TASK INPUTS:
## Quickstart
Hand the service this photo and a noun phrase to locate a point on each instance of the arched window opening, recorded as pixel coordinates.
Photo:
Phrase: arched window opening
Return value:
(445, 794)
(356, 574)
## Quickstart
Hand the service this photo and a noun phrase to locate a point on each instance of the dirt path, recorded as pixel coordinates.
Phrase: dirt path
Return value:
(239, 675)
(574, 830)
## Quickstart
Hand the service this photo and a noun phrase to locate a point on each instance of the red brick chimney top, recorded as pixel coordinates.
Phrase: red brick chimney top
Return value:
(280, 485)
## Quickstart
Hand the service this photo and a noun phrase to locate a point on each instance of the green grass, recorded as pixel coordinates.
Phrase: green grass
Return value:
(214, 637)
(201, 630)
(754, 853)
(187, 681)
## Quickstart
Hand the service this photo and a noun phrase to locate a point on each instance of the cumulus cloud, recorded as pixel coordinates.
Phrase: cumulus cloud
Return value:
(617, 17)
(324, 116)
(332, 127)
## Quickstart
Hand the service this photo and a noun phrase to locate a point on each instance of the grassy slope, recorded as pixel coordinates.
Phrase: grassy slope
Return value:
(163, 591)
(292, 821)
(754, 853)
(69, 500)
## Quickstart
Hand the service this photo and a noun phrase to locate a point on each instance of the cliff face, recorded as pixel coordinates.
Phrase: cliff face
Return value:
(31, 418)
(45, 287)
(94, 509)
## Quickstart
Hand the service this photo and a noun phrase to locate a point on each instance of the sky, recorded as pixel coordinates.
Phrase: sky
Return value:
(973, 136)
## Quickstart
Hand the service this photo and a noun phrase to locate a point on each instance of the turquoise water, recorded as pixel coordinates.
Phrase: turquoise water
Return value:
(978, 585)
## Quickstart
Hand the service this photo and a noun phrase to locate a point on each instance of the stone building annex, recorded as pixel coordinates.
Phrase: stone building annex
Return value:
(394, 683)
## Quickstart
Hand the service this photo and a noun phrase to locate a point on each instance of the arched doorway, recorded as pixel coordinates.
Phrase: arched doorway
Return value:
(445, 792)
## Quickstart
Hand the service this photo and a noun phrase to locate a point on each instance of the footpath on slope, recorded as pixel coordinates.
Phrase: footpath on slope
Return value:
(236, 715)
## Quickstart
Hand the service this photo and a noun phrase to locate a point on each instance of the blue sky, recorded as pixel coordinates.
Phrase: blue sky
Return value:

WRITTEN PROBLEM: Quote every entry exactly.

EXERCISE RESPONSE:
## Quickstart
Hand the service this photo and a noun phrase to locate a point on each instance of the arched window opening, recorded as pixel coordinates.
Photo:
Phrase: arched window opening
Return value:
(445, 794)
(356, 574)
## Quickstart
Hand the service this photo and a noun phrase to locate a point on each instance of the dirt path, recorded as pixel coordinates.
Phrase: dirt path
Return value:
(239, 675)
(574, 830)
## Quickstart
Hand the service this photo and a noun phrase to locate a point on each instance of the red brick chimney top, recorded as pixel coordinates.
Phrase: red brick chimney top
Return value:
(280, 485)
## Quickstart
Hand the service this photo and a noun phrase to locate a point on each instance of the green grass, recorded as pixel coordinates.
Phrase: green grass
Return value:
(214, 637)
(201, 630)
(754, 853)
(187, 681)
## Quickstart
Hand the service this photo and a noun phrase to locate a point on each instance of the cumulus cloud, recorded as pixel coordinates.
Phrase: cumulus cloud
Return value:
(617, 17)
(324, 116)
(332, 127)
## Quickstart
Hand the service this photo and a noun phrase to locate a point on each instance of the grassy slope, recorded as pixel coordinates.
Phrase: grassy slope
Return value:
(163, 591)
(292, 821)
(754, 853)
(69, 500)
## Quickstart
Hand the service this photo and a noun phrase to locate a point on each instance of the cliff face, recorded as pixel coordinates.
Phrase: cliff face
Return value:
(31, 418)
(45, 287)
(94, 509)
## Quickstart
Hand the service this photo and a noun phrase to locate a point on each instance of the sky, recorded as pixel coordinates.
Phrase: sky
Return value:
(973, 136)
## Quickstart
Hand the service this photo and a noun phrase to locate a point on each instance of the turquoise water, recorded as pixel coordinates.
Phrase: turquoise water
Return value:
(978, 585)
## Quickstart
Hand the service this photo and a noun phrase to locate a point on each instance of the stone building annex, recorded as pixel coordinates.
Phrase: stone building annex
Return value:
(394, 683)
## Quickstart
Hand the service this photo and a noun phrase to locate a point on each instance of the arched doorway, recorded as pixel coordinates.
Phrase: arched doorway
Return value:
(445, 792)
## Quickstart
Hand the service this photo and a noun phrase to locate a point on each instance of the footpath on slope, recorded as pixel coordinates.
Phrase: footpath on slope
Return value:
(236, 715)
## Quickstart
Hand the service this photo and a noun phrase to locate a point on each instance of the blue sky, recorded as pixel coordinates.
Phrase: blue sky
Return value:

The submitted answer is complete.